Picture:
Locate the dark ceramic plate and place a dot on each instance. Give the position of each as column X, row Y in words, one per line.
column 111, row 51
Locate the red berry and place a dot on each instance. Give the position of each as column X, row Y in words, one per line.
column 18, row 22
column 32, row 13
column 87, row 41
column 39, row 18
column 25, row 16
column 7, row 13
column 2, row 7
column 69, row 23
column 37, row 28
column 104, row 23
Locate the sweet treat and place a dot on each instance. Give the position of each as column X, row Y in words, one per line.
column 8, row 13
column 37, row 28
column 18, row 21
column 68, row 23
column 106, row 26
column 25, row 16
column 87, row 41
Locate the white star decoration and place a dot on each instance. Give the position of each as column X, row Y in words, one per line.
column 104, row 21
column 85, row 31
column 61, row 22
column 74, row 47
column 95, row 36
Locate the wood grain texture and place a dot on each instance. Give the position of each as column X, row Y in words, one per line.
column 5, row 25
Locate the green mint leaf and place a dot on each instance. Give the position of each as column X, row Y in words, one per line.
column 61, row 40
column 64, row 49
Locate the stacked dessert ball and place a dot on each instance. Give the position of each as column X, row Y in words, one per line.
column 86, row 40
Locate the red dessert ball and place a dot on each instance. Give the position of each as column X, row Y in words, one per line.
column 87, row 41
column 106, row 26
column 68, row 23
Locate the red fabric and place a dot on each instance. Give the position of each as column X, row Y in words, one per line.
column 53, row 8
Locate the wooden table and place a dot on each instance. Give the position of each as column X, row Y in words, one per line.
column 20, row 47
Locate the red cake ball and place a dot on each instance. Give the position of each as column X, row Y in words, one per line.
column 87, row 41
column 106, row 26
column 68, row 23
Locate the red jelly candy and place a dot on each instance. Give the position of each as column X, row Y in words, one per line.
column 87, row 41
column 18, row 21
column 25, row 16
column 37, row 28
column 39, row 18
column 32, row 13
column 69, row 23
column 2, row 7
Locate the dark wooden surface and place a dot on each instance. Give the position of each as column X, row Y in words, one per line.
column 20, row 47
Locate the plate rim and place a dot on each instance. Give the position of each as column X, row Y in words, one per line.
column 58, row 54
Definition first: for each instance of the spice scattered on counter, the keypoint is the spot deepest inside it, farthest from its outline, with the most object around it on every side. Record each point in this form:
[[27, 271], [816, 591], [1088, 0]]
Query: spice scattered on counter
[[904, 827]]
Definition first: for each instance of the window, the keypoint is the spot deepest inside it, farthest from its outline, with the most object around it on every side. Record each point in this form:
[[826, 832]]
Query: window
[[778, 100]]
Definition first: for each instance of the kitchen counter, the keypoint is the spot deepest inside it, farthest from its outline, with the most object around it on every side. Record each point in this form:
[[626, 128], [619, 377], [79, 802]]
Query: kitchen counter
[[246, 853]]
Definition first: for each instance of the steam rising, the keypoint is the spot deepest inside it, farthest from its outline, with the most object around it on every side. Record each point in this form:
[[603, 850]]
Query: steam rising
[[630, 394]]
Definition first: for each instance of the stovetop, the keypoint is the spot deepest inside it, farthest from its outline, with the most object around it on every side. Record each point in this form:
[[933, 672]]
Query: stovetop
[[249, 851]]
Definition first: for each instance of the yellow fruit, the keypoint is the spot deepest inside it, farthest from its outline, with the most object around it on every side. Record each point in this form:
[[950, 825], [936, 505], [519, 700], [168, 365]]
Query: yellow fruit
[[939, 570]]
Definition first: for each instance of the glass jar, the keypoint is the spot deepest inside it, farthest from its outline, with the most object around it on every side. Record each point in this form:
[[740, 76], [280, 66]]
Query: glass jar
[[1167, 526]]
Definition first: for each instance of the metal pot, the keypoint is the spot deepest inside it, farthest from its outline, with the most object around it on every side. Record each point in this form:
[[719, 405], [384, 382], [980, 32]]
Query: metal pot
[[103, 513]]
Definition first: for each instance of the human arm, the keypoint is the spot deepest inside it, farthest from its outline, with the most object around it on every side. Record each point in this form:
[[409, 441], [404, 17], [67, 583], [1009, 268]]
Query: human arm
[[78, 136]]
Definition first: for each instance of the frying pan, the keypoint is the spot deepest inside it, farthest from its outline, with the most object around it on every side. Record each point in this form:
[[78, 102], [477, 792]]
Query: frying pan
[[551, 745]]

Job.
Rewrite all of the items above, swapping "place a dot" for "put a mark" wherever it occurs and leaving everything else unchanged.

Result for this exercise.
Picture:
Locate the dark ceramic plate and put a mark on each instance. Give the position of each as column X, row Y in words, one per line.
column 111, row 51
Locate the red berry and put a mark on each instance. Give the position of each as column X, row Y in words, one per line.
column 18, row 22
column 32, row 13
column 87, row 41
column 39, row 18
column 25, row 16
column 7, row 13
column 2, row 7
column 69, row 23
column 37, row 28
column 104, row 23
Locate the sweet treat and put a mark on each instance. Give the position of each as column X, row Y in words, one per line.
column 8, row 13
column 37, row 28
column 18, row 21
column 68, row 23
column 106, row 26
column 25, row 16
column 87, row 41
Locate the white star decoration and put a mark on each instance. Give the position of each as column X, row Y in words, one per line.
column 104, row 21
column 85, row 31
column 61, row 22
column 74, row 47
column 95, row 36
Locate the wood grain texture and put a mark on each instance. Give the position of each as column X, row Y in words, one per line.
column 5, row 25
Locate the green mint leaf and put a mark on each instance. Give the position of each as column X, row Y in words, one per line.
column 61, row 40
column 64, row 49
Locate the stacked dessert ball and put a mark on each instance. Give the position of each as column X, row Y in words, one per line.
column 86, row 40
Locate the red dessert ball and put a mark on each instance. Give the position of each as column X, row Y in words, one per line.
column 87, row 41
column 106, row 26
column 68, row 23
Locate the red fabric and put a mark on each instance. Give the position of each as column X, row Y in words, one per line.
column 53, row 8
Locate the wooden table and put a mark on each instance. Give the position of each as column X, row Y in words, one per line.
column 20, row 47
Locate the red cake ball and put a mark on each instance. Give the position of each as column X, row Y in words, one per line.
column 87, row 41
column 106, row 26
column 68, row 23
Locate the red jelly candy and put a mark on each instance. Give the position of each as column X, row Y in words, one per line.
column 87, row 41
column 18, row 21
column 25, row 16
column 37, row 28
column 39, row 18
column 32, row 13
column 69, row 23
column 2, row 7
Locate the dark wooden surface and put a mark on each instance. Give the position of each as column X, row Y in words, one per line.
column 20, row 47
Locate the plate rim and put a mark on each instance. Give the position of each as column X, row Y in words, one per line.
column 58, row 54
Definition first: for each instance of the spice scattered on counter, the keypoint is the spot deepest inside it, farthest from its outline, with the most object around it on every side. Record each point in this form:
[[27, 271], [816, 591], [1088, 0]]
Query: spice scattered on counter
[[904, 827]]
Definition first: for each instance of the window, the keypoint is the spot deepest inside it, farthest from its outline, with the most object around it on every side. Record each point in this form:
[[826, 832]]
Query: window
[[778, 100]]
Definition first: for each instance of the kitchen counter, the keypoint is the spot deepest inside it, farthest from its outline, with the most object around it on every side. Record each point in this form:
[[626, 128], [619, 377], [79, 802]]
Query: kitchen counter
[[246, 853]]
Definition first: for each instance of the steam rising, the keypoint is the spot deepest inside it, farthest from its outline, with the most object around it on every side. Record each point in this form:
[[603, 850]]
Query: steam rising
[[630, 394]]
Definition first: for each instance of the stovetop, the keypoint is the spot deepest inside it, farthest from its outline, with the most object around it on every side. Record each point in this form:
[[933, 672]]
Query: stovetop
[[249, 851]]
Definition first: for each instance of the yellow fruit, the keypoint is the spot deepest inside it, farthest from its outline, with the most object around it on every side. Record each point in this form:
[[950, 825], [936, 505], [519, 700], [168, 365]]
Query: yellow fruit
[[939, 570]]
Definition first: for each instance of the glass jar, the keypoint is the spot deepest inside it, farthest from its outline, with the most object around it on every side. Record each point in this form:
[[740, 76], [280, 66]]
Query: glass jar
[[1167, 526]]
Definition first: for each instance of the metal pot, the keypoint is the spot deepest inside it, farthest from its outline, with the most object around it on every side. Record each point in this form:
[[719, 405], [384, 382], [980, 32]]
Query: metal pot
[[103, 513]]
Definition first: for each instance of the human arm, the keypoint is the spot deepest inside it, farthest from its outline, with the most object around it on every side. Record each point in this form:
[[409, 441], [404, 17], [67, 583], [1009, 268]]
Query: human arm
[[78, 136]]
Definition first: for each instance of the frying pan, the keypoint is the spot deepest inside it, farthest from its outline, with the most object around it on every side. Record each point in this form:
[[78, 102], [477, 792]]
Query: frying pan
[[551, 745]]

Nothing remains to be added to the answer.